(Task prompt):
Copy everything from the start of the material down to the line containing "<point>279,137</point>", requests included, adding 17 to every coordinate in the answer points but not to those in the requests or their format samples. Leave the pictures out.

(Records for the task):
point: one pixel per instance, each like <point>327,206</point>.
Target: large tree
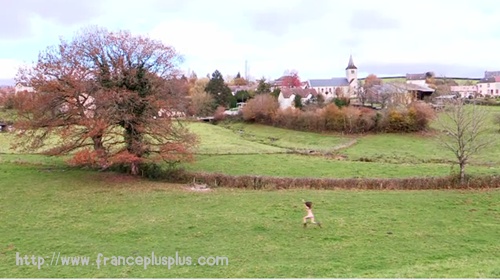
<point>99,94</point>
<point>220,91</point>
<point>464,130</point>
<point>263,87</point>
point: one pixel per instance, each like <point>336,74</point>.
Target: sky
<point>265,38</point>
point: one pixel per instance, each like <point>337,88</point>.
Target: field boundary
<point>215,180</point>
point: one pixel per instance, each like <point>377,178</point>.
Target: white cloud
<point>8,68</point>
<point>315,38</point>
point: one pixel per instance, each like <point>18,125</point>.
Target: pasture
<point>48,208</point>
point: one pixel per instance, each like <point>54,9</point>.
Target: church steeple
<point>351,64</point>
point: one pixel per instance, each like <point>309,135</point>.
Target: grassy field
<point>367,156</point>
<point>48,211</point>
<point>249,149</point>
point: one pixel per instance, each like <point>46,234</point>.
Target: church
<point>345,86</point>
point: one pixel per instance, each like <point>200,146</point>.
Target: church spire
<point>351,64</point>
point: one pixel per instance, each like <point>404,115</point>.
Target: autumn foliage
<point>97,97</point>
<point>346,119</point>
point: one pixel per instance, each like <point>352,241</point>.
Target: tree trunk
<point>462,172</point>
<point>134,168</point>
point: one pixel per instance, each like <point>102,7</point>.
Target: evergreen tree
<point>219,90</point>
<point>263,87</point>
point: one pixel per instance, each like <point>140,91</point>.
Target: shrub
<point>219,114</point>
<point>260,109</point>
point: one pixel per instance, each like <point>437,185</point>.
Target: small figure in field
<point>309,215</point>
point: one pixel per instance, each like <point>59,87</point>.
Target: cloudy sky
<point>451,38</point>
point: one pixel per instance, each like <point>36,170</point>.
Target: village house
<point>329,87</point>
<point>287,96</point>
<point>416,79</point>
<point>399,93</point>
<point>490,84</point>
<point>464,91</point>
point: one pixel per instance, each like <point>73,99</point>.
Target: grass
<point>397,234</point>
<point>250,149</point>
<point>279,137</point>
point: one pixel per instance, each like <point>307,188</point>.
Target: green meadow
<point>51,210</point>
<point>58,211</point>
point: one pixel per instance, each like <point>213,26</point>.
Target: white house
<point>416,79</point>
<point>465,91</point>
<point>328,87</point>
<point>287,96</point>
<point>21,87</point>
<point>490,84</point>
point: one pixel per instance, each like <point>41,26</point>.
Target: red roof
<point>303,92</point>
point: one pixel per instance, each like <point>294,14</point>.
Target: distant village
<point>419,86</point>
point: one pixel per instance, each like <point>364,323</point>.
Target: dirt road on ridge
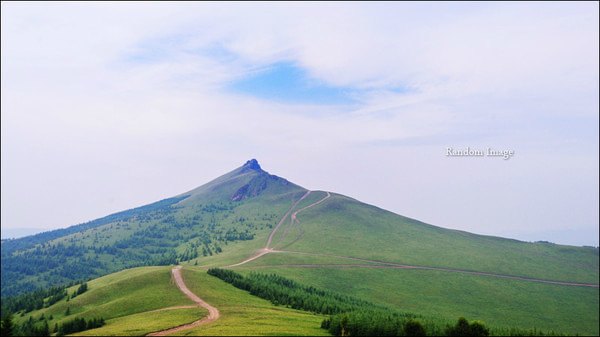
<point>283,219</point>
<point>293,219</point>
<point>213,313</point>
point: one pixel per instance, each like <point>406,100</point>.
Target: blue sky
<point>287,83</point>
<point>109,106</point>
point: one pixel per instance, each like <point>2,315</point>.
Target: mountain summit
<point>251,164</point>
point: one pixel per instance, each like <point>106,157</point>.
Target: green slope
<point>126,300</point>
<point>229,220</point>
<point>201,222</point>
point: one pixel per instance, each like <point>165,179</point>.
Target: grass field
<point>246,315</point>
<point>368,232</point>
<point>498,302</point>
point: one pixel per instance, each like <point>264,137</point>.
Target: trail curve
<point>213,313</point>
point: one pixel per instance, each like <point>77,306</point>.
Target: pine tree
<point>7,325</point>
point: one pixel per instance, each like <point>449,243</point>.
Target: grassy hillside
<point>335,242</point>
<point>344,227</point>
<point>126,300</point>
<point>197,224</point>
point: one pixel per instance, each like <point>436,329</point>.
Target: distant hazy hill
<point>327,240</point>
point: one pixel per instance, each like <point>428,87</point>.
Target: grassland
<point>244,314</point>
<point>126,300</point>
<point>338,226</point>
<point>368,232</point>
<point>502,303</point>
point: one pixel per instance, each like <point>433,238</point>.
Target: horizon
<point>110,106</point>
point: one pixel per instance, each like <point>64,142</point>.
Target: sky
<point>108,106</point>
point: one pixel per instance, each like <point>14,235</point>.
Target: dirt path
<point>283,219</point>
<point>267,250</point>
<point>378,264</point>
<point>293,219</point>
<point>213,313</point>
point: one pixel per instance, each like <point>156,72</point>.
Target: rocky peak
<point>251,164</point>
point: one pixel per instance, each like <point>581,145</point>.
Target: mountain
<point>251,221</point>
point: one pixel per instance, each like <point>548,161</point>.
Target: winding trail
<point>283,219</point>
<point>213,313</point>
<point>293,219</point>
<point>267,250</point>
<point>375,263</point>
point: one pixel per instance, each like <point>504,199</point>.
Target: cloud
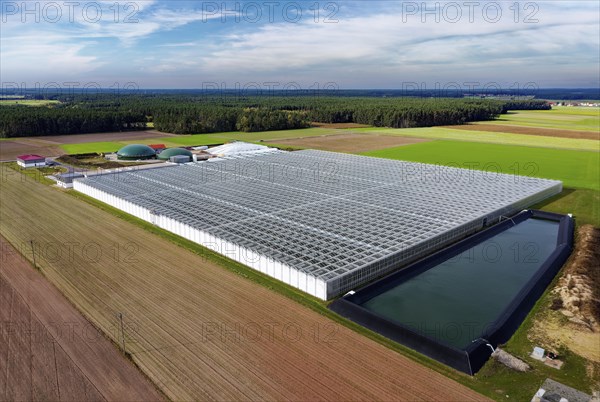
<point>378,44</point>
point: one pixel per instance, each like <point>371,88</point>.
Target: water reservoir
<point>451,305</point>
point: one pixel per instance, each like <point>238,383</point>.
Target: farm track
<point>48,350</point>
<point>196,329</point>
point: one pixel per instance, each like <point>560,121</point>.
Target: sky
<point>300,44</point>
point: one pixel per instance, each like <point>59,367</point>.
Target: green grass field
<point>562,117</point>
<point>91,147</point>
<point>576,169</point>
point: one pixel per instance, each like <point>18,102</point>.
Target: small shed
<point>65,180</point>
<point>31,160</point>
<point>158,148</point>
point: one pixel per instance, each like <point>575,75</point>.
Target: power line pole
<point>33,253</point>
<point>120,316</point>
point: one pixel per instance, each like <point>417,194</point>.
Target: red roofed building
<point>31,160</point>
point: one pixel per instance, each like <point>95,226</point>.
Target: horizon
<point>308,45</point>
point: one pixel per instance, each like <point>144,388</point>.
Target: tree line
<point>195,114</point>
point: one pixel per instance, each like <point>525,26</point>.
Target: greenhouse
<point>323,222</point>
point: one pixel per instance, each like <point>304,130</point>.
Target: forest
<point>196,114</point>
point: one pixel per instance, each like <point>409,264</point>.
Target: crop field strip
<point>48,351</point>
<point>339,219</point>
<point>168,295</point>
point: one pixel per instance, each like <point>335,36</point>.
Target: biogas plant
<point>330,223</point>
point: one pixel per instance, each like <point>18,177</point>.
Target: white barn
<point>31,160</point>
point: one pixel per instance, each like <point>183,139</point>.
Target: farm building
<point>167,154</point>
<point>238,148</point>
<point>31,160</point>
<point>323,222</point>
<point>158,148</point>
<point>65,180</point>
<point>135,152</point>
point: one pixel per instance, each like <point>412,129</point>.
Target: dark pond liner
<point>472,358</point>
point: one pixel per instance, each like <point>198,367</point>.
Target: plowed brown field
<point>198,330</point>
<point>48,350</point>
<point>350,142</point>
<point>546,132</point>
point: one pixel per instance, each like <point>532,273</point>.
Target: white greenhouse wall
<point>307,283</point>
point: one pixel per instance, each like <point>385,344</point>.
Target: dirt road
<point>49,351</point>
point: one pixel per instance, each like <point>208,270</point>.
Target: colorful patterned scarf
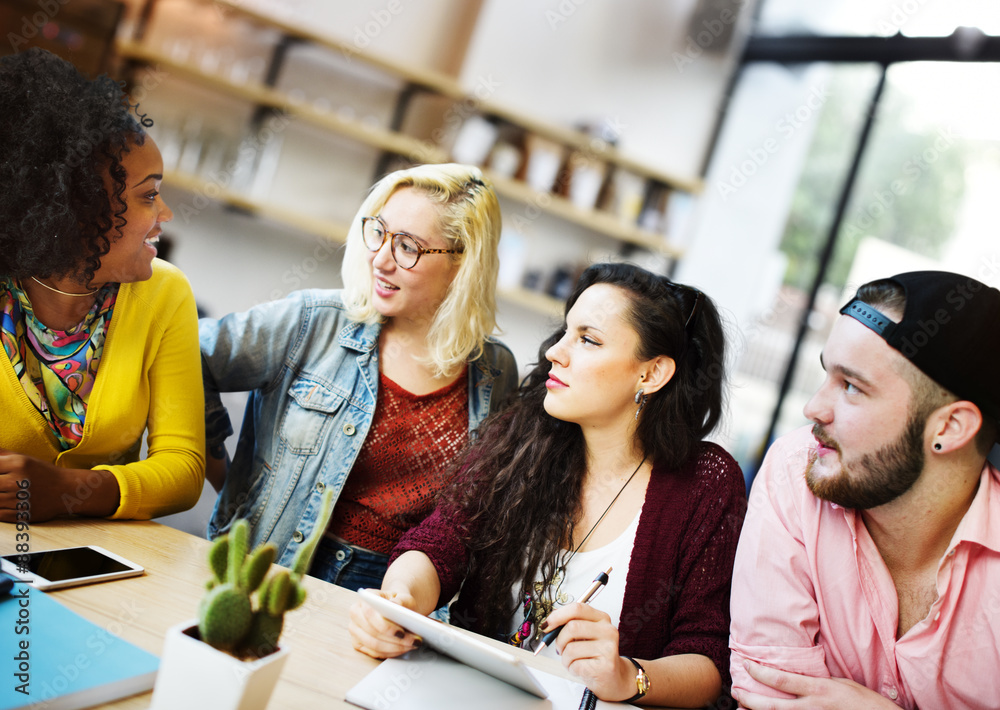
<point>56,368</point>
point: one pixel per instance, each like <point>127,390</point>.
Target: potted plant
<point>229,657</point>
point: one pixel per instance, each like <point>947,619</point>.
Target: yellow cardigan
<point>149,377</point>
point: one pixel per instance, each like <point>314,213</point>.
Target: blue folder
<point>53,657</point>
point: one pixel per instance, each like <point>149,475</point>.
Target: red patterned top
<point>400,468</point>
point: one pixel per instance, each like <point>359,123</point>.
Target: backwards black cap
<point>950,330</point>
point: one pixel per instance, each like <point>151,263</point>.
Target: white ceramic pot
<point>194,675</point>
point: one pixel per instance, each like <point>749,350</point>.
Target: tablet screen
<point>458,644</point>
<point>69,563</point>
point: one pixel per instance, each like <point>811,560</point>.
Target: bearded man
<point>868,569</point>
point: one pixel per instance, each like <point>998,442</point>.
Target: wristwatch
<point>642,683</point>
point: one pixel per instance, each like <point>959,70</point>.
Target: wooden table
<point>322,665</point>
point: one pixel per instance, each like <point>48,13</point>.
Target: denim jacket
<point>313,376</point>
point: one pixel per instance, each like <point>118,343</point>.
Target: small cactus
<point>243,610</point>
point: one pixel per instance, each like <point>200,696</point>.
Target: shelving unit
<point>392,142</point>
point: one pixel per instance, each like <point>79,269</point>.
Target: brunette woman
<point>600,463</point>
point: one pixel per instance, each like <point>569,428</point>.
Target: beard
<point>877,478</point>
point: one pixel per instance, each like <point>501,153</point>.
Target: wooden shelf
<point>389,141</point>
<point>430,80</point>
<point>599,221</point>
<point>397,143</point>
<point>447,86</point>
<point>534,300</point>
<point>329,229</point>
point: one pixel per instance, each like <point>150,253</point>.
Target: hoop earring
<point>640,398</point>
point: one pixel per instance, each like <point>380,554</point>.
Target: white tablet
<point>68,566</point>
<point>461,646</point>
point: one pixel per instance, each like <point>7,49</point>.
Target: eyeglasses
<point>405,250</point>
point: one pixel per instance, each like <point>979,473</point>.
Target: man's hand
<point>811,693</point>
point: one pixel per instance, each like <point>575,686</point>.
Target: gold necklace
<point>545,597</point>
<point>65,293</point>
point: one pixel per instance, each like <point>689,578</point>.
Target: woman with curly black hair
<point>599,463</point>
<point>100,340</point>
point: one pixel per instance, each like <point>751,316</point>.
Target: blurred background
<point>774,153</point>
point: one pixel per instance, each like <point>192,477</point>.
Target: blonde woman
<point>371,390</point>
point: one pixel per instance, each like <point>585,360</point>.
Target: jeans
<point>348,566</point>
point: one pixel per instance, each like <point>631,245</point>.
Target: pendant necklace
<point>537,608</point>
<point>562,567</point>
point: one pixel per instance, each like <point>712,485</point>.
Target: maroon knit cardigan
<point>677,590</point>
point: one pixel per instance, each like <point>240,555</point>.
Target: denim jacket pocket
<point>308,415</point>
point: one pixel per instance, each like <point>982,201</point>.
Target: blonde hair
<point>470,221</point>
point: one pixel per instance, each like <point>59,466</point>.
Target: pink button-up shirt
<point>812,595</point>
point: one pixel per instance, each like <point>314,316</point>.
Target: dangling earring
<point>640,399</point>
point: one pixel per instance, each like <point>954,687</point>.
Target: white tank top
<point>580,573</point>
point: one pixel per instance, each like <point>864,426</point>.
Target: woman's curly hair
<point>60,134</point>
<point>521,482</point>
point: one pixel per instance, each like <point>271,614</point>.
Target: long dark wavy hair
<point>60,134</point>
<point>524,476</point>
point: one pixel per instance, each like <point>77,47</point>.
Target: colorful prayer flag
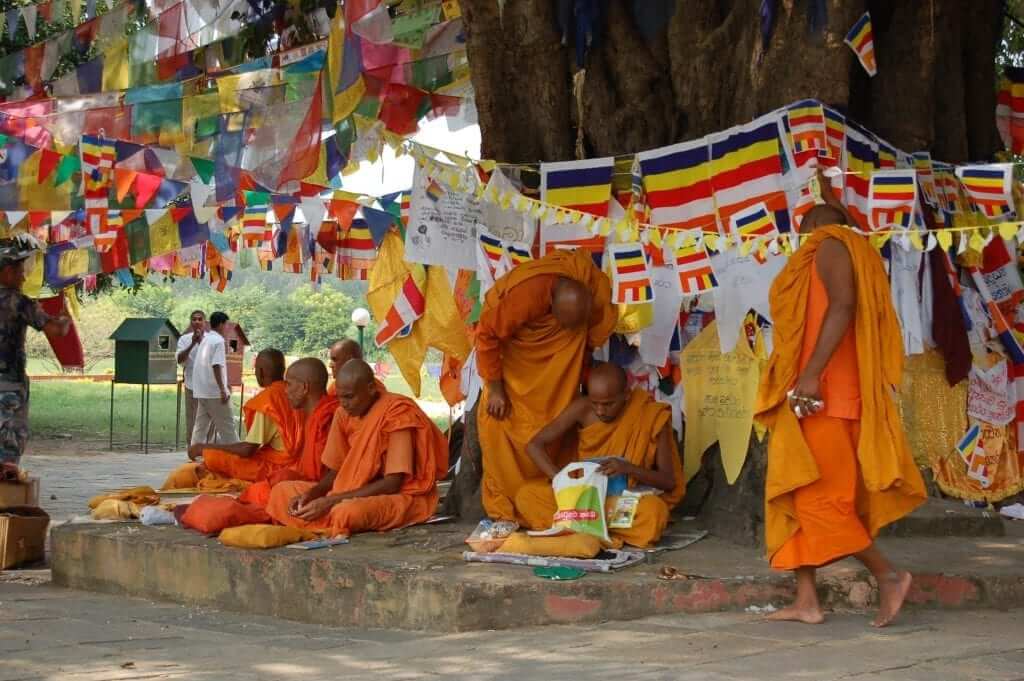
<point>747,170</point>
<point>677,181</point>
<point>989,187</point>
<point>631,282</point>
<point>893,197</point>
<point>861,41</point>
<point>581,185</point>
<point>693,264</point>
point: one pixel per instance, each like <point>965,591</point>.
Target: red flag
<point>304,155</point>
<point>48,162</point>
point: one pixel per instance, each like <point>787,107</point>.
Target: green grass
<point>81,410</point>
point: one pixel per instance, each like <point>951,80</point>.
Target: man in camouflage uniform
<point>17,312</point>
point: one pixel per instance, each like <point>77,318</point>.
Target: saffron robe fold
<point>309,466</point>
<point>272,402</point>
<point>357,450</point>
<point>890,483</point>
<point>634,436</point>
<point>519,341</point>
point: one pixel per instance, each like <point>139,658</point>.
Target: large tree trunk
<point>707,71</point>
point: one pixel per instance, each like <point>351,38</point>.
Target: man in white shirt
<point>187,349</point>
<point>213,396</point>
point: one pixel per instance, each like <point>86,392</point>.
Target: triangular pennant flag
<point>122,182</point>
<point>204,168</point>
<point>145,186</point>
<point>379,223</point>
<point>48,161</point>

(Task answer):
point: one pixel per instance, each like <point>327,206</point>.
Target: large tree
<point>116,111</point>
<point>237,108</point>
<point>481,147</point>
<point>280,104</point>
point: one pixel per instance, each like <point>336,74</point>.
Target: sky
<point>282,55</point>
point: one pixel per instance, each like <point>337,88</point>.
Target: field boundary
<point>232,197</point>
point: one pixel per instance, each like <point>377,178</point>.
Target: white cloud
<point>25,85</point>
<point>332,55</point>
point: one pixel per instance, each like <point>18,125</point>.
Target: pasture
<point>65,225</point>
point: one pixel per instance, each like <point>54,9</point>.
Target: church steeple
<point>368,81</point>
point: one pixel per instance, each like <point>309,135</point>.
Target: grassy field
<point>384,173</point>
<point>65,228</point>
<point>266,166</point>
point: one pixel per instance, each like <point>46,234</point>.
Target: church
<point>362,103</point>
point: one pixel per instance, each like <point>200,146</point>.
Target: church spire
<point>368,81</point>
point: one pixel per instance, each like <point>404,115</point>.
Target: autumn foliage
<point>114,114</point>
<point>363,136</point>
point: one pixel per instance, each like <point>352,241</point>.
Target: tree trunk
<point>479,189</point>
<point>151,185</point>
point: one pixel per instance, each like <point>102,7</point>.
Target: evergreen tree
<point>236,107</point>
<point>280,104</point>
point: one pixel per instance, each like <point>140,91</point>.
Target: shrub
<point>236,131</point>
<point>277,126</point>
point: one pixel per instance, each like <point>437,185</point>.
Target: small figure in field
<point>326,232</point>
point: one pixel per instance, each like <point>59,87</point>.
Target: cloudy sky
<point>468,55</point>
point: one pixel per instance, each like <point>36,170</point>.
Target: village house
<point>346,104</point>
<point>304,113</point>
<point>433,96</point>
<point>416,110</point>
<point>507,101</point>
<point>481,108</point>
point: one pixel per instance, each like <point>73,99</point>.
Target: grass
<point>414,251</point>
<point>267,166</point>
<point>296,154</point>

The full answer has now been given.